(EXCERPTED RECORDS):
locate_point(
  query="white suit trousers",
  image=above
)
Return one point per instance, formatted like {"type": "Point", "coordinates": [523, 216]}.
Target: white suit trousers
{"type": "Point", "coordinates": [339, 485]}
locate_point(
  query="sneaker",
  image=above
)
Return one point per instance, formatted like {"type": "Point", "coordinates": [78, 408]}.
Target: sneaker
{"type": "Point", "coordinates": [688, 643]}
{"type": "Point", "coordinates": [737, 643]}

(PROBLEM STATEMENT):
How many lines in the records above contain the word "query"? Answer with the number alone.

(EXPECTED OUTPUT):
2